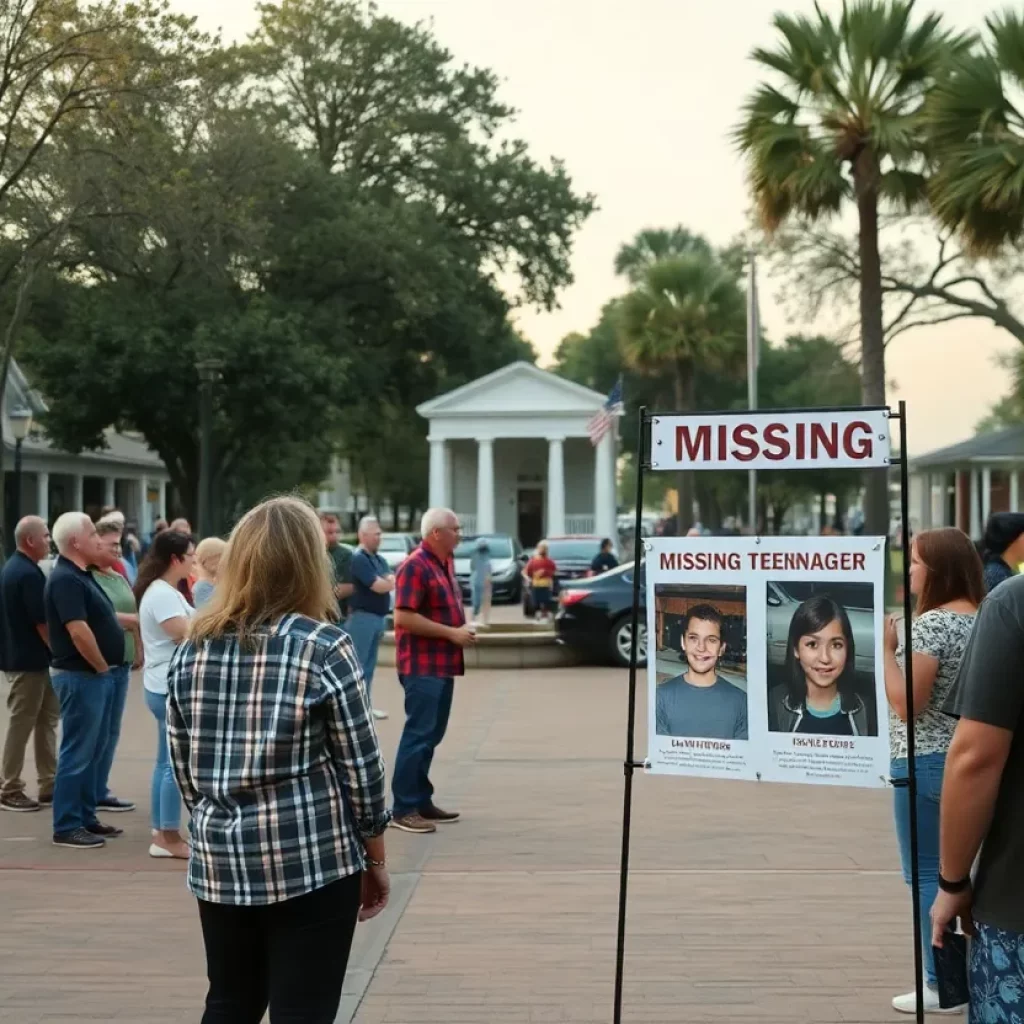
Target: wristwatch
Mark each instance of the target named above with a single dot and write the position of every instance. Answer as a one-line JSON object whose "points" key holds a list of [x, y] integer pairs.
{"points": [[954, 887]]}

*-*-*

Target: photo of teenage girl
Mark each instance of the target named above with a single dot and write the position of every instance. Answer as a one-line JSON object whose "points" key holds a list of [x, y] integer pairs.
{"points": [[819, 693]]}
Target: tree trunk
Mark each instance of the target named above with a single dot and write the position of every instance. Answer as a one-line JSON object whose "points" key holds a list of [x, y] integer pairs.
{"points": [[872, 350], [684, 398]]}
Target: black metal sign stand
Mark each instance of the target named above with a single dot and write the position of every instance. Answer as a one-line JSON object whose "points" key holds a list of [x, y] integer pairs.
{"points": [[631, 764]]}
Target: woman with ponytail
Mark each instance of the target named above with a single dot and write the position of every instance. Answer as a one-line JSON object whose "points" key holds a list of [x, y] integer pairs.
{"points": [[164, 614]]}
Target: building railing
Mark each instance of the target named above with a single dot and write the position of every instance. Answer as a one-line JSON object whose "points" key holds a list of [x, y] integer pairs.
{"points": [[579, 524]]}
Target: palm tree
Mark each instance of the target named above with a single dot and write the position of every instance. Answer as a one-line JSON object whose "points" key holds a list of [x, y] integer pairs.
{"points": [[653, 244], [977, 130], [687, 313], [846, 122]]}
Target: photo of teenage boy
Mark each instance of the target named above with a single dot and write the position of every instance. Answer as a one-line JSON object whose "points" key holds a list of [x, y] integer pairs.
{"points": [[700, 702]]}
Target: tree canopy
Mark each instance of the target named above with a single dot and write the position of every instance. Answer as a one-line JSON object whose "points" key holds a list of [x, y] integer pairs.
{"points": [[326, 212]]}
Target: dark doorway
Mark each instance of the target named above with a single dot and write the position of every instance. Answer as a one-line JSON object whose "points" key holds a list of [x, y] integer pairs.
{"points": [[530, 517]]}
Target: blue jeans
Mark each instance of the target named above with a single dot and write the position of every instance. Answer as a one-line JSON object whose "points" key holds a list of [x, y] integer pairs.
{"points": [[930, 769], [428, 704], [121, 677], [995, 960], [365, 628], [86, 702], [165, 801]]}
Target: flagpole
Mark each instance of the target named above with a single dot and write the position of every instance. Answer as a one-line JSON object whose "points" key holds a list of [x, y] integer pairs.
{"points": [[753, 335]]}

*-*-*

About this task
Output exactly the lines of the material above from the one containing "Target: building railing" up to and including the one containing "Target: dark doorway".

Output for this exercise
Target: building railing
Mark each instance of the target named above with a single dot and write the position of every instance. Answer as a one-line JSON object whose "points" key holds a list of [x, y] integer pairs.
{"points": [[579, 524]]}
Target: palm tree
Mark each instance of the target named above with a single dot and write the position of every instance. Answer as a one-line JSON object whose "points" key holds a list of [x, y] integer pairs.
{"points": [[653, 244], [977, 130], [687, 313], [846, 122]]}
Target: photo of teenage boy
Mark each instance of the target named above with a single dot and write the position of every instance. Answer as a one-line JSON object whose "points" key holds a list of [x, y] integer pairs.
{"points": [[700, 702]]}
Target: tree canopy
Mark each instance of the target named above with a single dot and write the position of every instance. Answer as a one-line JSON object whose "points" key holds a list of [x, y] integer pairs.
{"points": [[326, 212]]}
Target: dark doorway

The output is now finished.